◆ **YOUR INSTRUCTIONS**
Write out the records below from the first line through the line containing "request | drop a dot on each instance of the yellow", leaving out any pictures.

◆ **THE INPUT**
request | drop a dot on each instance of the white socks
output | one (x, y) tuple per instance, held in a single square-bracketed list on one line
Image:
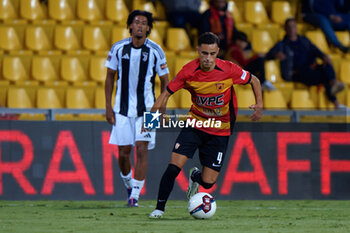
[(136, 188), (127, 180)]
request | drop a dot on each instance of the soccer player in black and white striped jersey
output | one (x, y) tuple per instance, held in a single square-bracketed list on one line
[(137, 60)]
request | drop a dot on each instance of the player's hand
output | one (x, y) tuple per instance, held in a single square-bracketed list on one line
[(257, 112), (110, 116)]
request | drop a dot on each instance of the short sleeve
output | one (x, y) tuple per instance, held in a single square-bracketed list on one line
[(239, 75), (177, 83), (161, 64), (112, 61)]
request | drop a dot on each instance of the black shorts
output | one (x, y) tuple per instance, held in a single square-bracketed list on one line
[(212, 148)]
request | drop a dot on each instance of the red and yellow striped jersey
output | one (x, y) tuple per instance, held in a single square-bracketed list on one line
[(212, 93)]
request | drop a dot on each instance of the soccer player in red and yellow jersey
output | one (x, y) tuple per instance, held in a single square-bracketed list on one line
[(210, 81)]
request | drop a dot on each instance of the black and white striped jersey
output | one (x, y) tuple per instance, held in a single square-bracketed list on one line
[(137, 68)]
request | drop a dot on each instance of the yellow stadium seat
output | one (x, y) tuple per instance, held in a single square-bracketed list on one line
[(73, 69), (47, 98), (261, 41), (180, 62), (318, 39), (16, 68), (8, 10), (61, 10), (255, 12), (95, 38), (204, 6), (162, 27), (38, 38), (281, 10), (76, 98), (345, 71), (19, 98), (344, 38), (236, 13), (177, 39), (11, 39), (301, 99), (274, 100), (45, 69), (32, 10), (272, 71), (97, 69), (4, 86), (89, 10), (100, 99), (116, 10), (185, 99), (245, 98), (119, 33), (67, 37), (155, 36), (145, 6)]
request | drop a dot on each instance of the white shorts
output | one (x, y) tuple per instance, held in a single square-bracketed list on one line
[(127, 131)]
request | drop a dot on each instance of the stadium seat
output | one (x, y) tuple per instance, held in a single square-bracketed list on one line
[(274, 100), (4, 86), (318, 39), (76, 98), (204, 6), (272, 71), (74, 69), (97, 69), (89, 10), (145, 6), (32, 10), (255, 13), (180, 62), (61, 10), (116, 11), (345, 71), (19, 98), (38, 38), (177, 39), (16, 68), (344, 38), (119, 33), (67, 38), (100, 99), (48, 98), (11, 37), (281, 10), (245, 98), (8, 10), (236, 13), (301, 99), (95, 38), (155, 36), (45, 69), (261, 41)]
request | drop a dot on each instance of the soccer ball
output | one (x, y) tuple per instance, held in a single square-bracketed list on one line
[(202, 206)]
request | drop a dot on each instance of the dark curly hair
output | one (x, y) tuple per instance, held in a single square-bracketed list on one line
[(135, 13)]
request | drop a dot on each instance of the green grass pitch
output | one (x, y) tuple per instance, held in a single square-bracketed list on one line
[(230, 216)]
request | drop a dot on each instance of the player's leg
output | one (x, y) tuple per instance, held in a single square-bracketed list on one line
[(125, 167), (166, 185), (144, 142), (123, 135), (140, 172), (211, 155), (185, 145)]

◆ **ANSWER TO THIS EXERCISE**
request | drop a dot on each instance of the white socks
output | one (x, y) tuple per instance, held in a single square-bracketed list on one line
Image:
[(136, 188), (127, 180)]
request | drop a dot on each instance of the soccer player in black and white striped jersey
output | one (x, y) tuple per instance, held in a single square-bracketed list on one line
[(137, 60)]
request | drop a dot on each instance of the player's hand
output | one (x, y) tuple per instance, held in a single square-bracketed list on one line
[(257, 112), (110, 116)]
request | drop a dot on each instance of the short sleeve
output | one (x, y) tuple per instance, held in a single square-bracketed list on one line
[(239, 75), (177, 83), (161, 64), (112, 61)]
request | drop a dot on each instance of the black shorts
output | one (x, y) tuple per instance, held in a single square-bracketed list on one line
[(212, 148)]
request | drop a dot on each instance of the red and yellow striped jersey
output | one (x, y) tuple per instance, held in a single square-bracketed list on one line
[(212, 93)]
request | drop a dot on each instance of the soccer player in red and yellow jersey
output | one (x, y) tuple per instance, held in a single square-bracketed list on one line
[(210, 81)]
request | drop a dot on each instance of the black and white striped jersey
output | one (x, y) tuple per instance, held in a single square-bracketed list on one line
[(137, 68)]
request | drop a dot on each instance of the yellow stadium seat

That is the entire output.